[START Text]
Question

If If α and β are the zeros of the quadratic polynomial f(x) = x² – 2x + 3, find a polynomial whose roots are `(alpha-1)/(alpha+1)` , `(beta-1)/(beta+1)`

Answer 1

Since α and β are the zeros of the quadratic polynomial f(x) = x² – 2x + 3

`alpha+beta="-coefficient of x"/("coefficient of "x^2)`

`=(-(-2))/1`

= 2

Product of the zeroes `="constant term"/("coefficient of "x^2)`

`=3/1`

= 3

Let S and P denote respectively the sums and product of the polynomial whose zeros

`(alpha-1)/(alpha+1)` , `(beta-1)/(beta+1)`

`S=(alpha-1)/(alpha+1)+(beta-1)/(beta+1)`

`S=((alpha-1)(beta+1)(beta-1)(alpha+1))/((alpha+1)(beta+1))`

`S=(alphabeta-beta+alpha-1+alphabeta-alpha+beta-1)/(alphabeta+beta+alpha+1)`

`S=(alphabeta+alphabeta-1-1)/(alphabeta+(alpha+beta)+1)`

By substituting α + β = 2 and αβ = 3 we get,

`S=(3+3-1-1)/(3+2+1)`

`S=(6-2)/6`

`S=4/6`

 

`P=((alpha-1)/(alpha+1))((beta-1)/(beta+1))`

`P=(alphabeta-beta-alpha+1)/(alphabeta+beta+alpha+1)`

`P=(alphabeta-(beta+alpha)+1)/(alphabeta+(alpha+beta)+1)`

`P=(3-2+1)/(3+2+1)`

`P=2/6`

`P=1/3`

The required polynomial f (x) is given by,

f(x) = k(x² - Sx + P)

`f(x) = k(x^2 - 2/3x + 1/3)`

Hence, the required equation is `f(x) = k(x^2 - 2/3x + 1/3)` , where k is any non zero real number .
[END Text]
[START Dataset records]
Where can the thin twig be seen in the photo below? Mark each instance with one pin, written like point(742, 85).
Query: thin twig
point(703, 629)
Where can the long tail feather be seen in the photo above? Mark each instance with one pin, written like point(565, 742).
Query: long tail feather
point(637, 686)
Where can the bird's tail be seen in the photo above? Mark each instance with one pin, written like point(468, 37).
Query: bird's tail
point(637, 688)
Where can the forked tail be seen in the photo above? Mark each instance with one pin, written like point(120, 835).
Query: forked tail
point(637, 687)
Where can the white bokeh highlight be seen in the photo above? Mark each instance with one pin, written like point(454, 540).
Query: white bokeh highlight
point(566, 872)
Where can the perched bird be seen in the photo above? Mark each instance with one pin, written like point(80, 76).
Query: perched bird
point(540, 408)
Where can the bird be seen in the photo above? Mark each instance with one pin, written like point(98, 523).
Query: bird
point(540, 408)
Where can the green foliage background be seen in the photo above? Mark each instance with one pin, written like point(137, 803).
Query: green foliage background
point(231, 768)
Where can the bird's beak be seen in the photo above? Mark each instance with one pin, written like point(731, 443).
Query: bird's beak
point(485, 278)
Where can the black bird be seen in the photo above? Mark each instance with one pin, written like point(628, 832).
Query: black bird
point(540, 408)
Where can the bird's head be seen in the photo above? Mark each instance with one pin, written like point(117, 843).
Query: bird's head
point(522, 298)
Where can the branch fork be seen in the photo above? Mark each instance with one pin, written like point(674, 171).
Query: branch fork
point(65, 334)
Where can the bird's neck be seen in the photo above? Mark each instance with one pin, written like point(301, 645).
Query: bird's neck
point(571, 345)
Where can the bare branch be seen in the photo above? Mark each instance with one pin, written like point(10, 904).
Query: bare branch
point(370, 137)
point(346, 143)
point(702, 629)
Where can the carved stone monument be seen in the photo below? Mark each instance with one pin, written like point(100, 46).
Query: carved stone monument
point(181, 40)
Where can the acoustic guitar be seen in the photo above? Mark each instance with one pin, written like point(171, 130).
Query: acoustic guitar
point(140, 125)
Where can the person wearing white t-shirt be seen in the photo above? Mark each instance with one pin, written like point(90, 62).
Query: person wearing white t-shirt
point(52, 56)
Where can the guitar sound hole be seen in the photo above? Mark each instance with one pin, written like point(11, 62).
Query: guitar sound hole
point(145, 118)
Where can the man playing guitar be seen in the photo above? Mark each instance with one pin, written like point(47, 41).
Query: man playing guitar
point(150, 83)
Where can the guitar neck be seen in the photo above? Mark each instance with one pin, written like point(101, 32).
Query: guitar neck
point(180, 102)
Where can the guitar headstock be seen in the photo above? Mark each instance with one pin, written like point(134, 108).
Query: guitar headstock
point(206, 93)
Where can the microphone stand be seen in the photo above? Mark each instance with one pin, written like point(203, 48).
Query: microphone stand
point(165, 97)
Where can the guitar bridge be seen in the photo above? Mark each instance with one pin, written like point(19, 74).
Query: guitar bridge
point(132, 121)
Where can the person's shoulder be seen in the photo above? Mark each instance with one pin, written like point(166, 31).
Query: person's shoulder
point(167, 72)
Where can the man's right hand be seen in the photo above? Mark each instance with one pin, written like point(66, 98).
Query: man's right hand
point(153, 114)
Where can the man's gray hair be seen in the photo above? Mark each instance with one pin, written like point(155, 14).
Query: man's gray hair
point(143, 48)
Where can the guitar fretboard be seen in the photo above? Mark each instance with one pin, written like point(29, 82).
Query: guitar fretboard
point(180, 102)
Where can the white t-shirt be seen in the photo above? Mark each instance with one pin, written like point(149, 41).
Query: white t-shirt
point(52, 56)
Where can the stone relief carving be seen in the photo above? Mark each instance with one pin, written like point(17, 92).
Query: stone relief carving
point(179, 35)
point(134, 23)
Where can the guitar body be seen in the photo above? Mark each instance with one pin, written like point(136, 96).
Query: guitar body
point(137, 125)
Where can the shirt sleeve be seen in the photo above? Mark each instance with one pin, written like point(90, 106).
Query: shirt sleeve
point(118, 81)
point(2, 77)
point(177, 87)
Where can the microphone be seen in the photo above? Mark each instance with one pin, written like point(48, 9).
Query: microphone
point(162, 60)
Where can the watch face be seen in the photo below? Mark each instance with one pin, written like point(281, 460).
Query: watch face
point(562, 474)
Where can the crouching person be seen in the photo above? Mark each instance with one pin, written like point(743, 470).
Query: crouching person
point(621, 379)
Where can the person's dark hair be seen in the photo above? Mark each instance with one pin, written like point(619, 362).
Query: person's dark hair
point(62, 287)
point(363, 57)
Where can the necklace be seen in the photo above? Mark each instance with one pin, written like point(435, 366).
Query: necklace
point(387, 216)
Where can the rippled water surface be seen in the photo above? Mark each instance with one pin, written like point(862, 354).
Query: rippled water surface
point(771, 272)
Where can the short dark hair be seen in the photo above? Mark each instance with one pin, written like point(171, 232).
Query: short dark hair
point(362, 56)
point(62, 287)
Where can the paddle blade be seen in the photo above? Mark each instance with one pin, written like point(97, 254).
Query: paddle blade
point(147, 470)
[END Dataset records]
[START Dataset records]
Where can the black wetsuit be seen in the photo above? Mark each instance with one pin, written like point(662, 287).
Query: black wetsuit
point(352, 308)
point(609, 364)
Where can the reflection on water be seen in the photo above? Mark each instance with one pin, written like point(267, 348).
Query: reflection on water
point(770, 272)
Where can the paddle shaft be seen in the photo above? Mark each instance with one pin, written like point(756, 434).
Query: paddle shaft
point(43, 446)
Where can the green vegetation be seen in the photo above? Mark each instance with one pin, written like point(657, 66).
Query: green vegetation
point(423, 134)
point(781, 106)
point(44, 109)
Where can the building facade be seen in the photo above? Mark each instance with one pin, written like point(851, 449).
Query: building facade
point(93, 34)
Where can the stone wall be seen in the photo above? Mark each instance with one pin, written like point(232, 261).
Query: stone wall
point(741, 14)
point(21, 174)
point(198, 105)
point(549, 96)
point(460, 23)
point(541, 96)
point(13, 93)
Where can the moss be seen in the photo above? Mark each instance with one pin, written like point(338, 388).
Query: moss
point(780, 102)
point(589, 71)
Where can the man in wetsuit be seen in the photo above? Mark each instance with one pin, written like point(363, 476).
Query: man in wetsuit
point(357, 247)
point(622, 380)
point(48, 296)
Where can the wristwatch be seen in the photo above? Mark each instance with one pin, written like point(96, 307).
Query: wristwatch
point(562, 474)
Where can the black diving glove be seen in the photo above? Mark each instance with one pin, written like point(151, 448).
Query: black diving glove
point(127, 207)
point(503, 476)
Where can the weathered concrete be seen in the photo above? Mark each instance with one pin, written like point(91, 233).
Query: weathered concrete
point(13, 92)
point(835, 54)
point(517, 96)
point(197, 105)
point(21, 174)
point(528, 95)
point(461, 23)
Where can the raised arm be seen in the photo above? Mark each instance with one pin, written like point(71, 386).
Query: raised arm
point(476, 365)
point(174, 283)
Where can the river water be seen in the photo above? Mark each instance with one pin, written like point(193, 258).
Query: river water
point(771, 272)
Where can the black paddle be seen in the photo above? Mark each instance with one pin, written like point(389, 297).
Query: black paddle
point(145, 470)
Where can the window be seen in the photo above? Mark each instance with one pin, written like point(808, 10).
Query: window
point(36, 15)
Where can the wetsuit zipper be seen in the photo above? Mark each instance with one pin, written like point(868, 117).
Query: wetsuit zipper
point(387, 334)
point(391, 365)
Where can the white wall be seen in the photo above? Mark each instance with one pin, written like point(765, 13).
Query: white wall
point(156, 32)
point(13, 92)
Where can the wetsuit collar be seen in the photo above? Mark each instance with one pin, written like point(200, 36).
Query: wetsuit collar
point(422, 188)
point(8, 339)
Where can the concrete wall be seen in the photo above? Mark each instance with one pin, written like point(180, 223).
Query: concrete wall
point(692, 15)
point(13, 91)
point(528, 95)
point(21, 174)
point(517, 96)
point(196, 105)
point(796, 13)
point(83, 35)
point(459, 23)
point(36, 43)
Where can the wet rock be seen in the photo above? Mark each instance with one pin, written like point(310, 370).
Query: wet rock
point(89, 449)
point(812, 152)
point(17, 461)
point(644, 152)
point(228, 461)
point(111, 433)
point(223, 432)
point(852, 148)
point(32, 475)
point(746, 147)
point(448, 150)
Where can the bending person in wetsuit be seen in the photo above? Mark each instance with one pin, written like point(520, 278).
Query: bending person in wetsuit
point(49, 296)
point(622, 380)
[END Dataset records]
• [Problems to work on]
1. In the worked solution, what value is found for P, the product of the zeros of the required polynomial?
2. Using the worked solution, explain why α + β equals 2.
3. Transcribe the part of the worked solution that opens with the words containing "The required polynomial f" and closes with "real number .".

• [Outputs in order]
1. P = 1/3.

2. The sum of the zeros equals the negative of the coefficient of x divided by the coefficient of x². For f(x) = x² – 2x + 3, the coefficient of x is –2 and the coefficient of x² is 1, so α + β = –(–2)/1 = 2.

3.
The required polynomial f (x) is given by,

f(x) = k(x² - Sx + P)

`f(x) = k(x^2 - 2/3x + 1/3)`

Hence, the required equation is `f(x) = k(x^2 - 2/3x + 1/3)` , where k is any non zero real number .